■ **Kısa görev 1**:
Lütfen aşağıdaki Yargıtay kararına dayanarak şu soruları yanıtlayın:
(a) Kararın esas numarası nedir?
(b) Davacı, davalı işyerinde hangi görevde çalışmıştır?
(c) Davalı vekiline göre fesih hangi kanunun bentlerine dayanmaktadır?
■ **Kısa görev 2**:
Kayıtlarda "weathered" kelimesini içeren satırların sayısını belirtin. Yalnızca sayıyı yazın.

■ **Sayfa**:

------------------------------------

Abaküs Yazılım
22. Hukuk Dairesi
Esas No: 2012/11039
Karar No: 2013/1519

Yargıtay 22. Hukuk Dairesi 2012/11039 Esas 2013/1519 Karar Sayılı İlamı

22. Hukuk Dairesi         2012/11039 E.  ,  2013/1519 K.

    "İçtihat Metni"

    MAHKEMESİ :İş Mahkemesi

    DAVA : Davacı, kıdem tazminatı, fazla çalışma ücreti ile tatil ücreti alacaklarının ödetilmesine karar verilmesini istemiştir.
    Mahkeme, isteği kısmen hüküm altına almıştır.
    Hüküm süresi içinde davalı avukatı tarafından temyiz edilmiş olmakla, dava dosyası için Tetkik Hakimi ... tarafından düzenlenen rapor dinlendikten sonra dosya incelendi, gereği konuşulup düşünüldü:

    Y A R G I T A Y K A R A R I

    Davacı vekili, davacının davalı işyerinde 2005-2008 yılları arasında kapıcı olarak çalıştığını, iş sözleşmesinin ekonomik kriz iddiasıyla işverence fesih edildiğini, hak ve alacaklarının ödenmediğini ileri sürerek, kıdem tazminatı, ihbar tazminatı fazla çalışma ücreti ile ulusal bayram ve genel tatil ücreti alacaklarının faizi ile birlikte davalıdan tahsilini istemiş, taleplerini bilirkişi raporu doğrultusunda artırarak ıslah ederek talep ettiği anlaşılmıştır.
    Davalı vekili, davacının iş sözleşmesinin 4857 sayılı İş Kanunu"nun 25/11. b. g. ve h. bentlerine göre haklı olarak feshedildiğini, uzun süreli olarak işyerini terk edip, görevlerini yerine getirmediğini, işverenin izni olmadan kendisine ait işyeri açtığını, başka apartmanların kaloriferlerini yaktığını, kendisini uyaran site yöneticisine hakaret ettiğini,... plakalı "... Ticaret ... Su" yazan araç ile su dağıtıp pazarlamasını yaptığını, bununla ilgili tutanaklar tutulduğunu, tüm hak ve alacaklarının ödendiğini belirterek davanın reddini talep etmiştir.

------------------------------------

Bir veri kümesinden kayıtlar
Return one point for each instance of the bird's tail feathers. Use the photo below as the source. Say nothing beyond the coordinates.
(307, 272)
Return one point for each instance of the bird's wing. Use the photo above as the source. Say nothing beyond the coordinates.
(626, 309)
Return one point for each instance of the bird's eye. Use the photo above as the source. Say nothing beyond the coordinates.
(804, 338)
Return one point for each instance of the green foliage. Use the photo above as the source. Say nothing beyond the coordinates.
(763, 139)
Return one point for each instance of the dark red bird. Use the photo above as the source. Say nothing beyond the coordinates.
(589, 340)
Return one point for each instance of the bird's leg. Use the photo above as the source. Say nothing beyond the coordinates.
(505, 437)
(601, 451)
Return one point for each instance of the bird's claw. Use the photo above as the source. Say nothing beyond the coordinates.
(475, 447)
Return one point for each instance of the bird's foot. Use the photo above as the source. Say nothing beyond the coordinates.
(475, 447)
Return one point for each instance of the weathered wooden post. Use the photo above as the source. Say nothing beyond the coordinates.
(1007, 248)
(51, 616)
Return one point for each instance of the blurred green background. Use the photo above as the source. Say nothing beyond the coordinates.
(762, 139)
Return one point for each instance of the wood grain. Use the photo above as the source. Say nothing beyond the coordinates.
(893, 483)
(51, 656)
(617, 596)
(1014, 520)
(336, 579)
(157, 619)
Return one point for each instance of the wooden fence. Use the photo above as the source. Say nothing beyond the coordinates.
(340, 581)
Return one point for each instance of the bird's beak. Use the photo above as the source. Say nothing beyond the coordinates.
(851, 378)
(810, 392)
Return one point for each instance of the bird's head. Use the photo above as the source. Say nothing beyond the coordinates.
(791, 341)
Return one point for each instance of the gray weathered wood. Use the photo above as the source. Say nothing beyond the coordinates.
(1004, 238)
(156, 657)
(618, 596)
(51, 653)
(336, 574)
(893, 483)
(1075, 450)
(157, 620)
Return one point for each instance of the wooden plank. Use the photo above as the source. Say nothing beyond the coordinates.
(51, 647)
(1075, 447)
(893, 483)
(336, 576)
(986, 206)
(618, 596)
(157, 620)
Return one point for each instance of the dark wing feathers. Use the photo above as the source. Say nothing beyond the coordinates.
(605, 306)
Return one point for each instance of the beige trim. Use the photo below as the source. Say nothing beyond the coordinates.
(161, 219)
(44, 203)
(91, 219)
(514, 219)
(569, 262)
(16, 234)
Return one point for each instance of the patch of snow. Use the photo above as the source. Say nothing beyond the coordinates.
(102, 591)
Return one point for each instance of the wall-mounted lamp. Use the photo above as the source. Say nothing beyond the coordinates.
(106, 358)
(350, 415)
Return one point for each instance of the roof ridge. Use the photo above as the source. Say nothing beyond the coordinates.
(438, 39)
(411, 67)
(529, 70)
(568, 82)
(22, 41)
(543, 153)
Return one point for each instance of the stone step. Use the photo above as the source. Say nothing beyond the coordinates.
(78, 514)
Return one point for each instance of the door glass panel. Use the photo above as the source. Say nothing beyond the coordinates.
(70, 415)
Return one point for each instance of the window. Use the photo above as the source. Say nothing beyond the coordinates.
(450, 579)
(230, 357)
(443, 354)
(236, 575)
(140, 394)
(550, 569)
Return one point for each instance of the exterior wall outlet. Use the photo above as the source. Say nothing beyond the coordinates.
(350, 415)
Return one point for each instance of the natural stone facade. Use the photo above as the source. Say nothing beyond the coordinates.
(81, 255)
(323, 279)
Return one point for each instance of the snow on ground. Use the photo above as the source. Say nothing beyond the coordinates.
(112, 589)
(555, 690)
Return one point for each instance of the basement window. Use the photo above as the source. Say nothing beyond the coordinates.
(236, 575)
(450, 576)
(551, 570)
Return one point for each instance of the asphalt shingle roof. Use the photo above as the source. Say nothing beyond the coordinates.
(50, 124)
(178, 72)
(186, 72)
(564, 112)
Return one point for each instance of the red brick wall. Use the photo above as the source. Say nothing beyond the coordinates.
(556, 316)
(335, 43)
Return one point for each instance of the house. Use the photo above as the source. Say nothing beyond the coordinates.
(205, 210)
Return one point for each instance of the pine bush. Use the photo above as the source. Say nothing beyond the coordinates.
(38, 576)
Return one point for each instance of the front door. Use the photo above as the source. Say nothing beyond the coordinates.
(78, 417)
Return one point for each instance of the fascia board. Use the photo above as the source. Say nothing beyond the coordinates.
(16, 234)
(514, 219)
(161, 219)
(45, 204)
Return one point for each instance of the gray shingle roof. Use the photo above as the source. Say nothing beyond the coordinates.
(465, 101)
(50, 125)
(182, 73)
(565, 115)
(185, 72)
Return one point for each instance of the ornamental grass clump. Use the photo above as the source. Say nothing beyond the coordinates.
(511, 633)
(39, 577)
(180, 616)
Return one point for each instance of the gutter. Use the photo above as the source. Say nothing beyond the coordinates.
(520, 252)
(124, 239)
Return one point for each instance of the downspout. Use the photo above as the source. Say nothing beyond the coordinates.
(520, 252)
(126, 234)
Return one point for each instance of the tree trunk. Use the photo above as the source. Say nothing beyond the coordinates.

------------------------------------

■ **Nihai cevap 1**:
(a) 2012/11039
(b) Kapıcı
(c) 4857 sayılı İş Kanunu

■ **Nihai cevap 2**:
2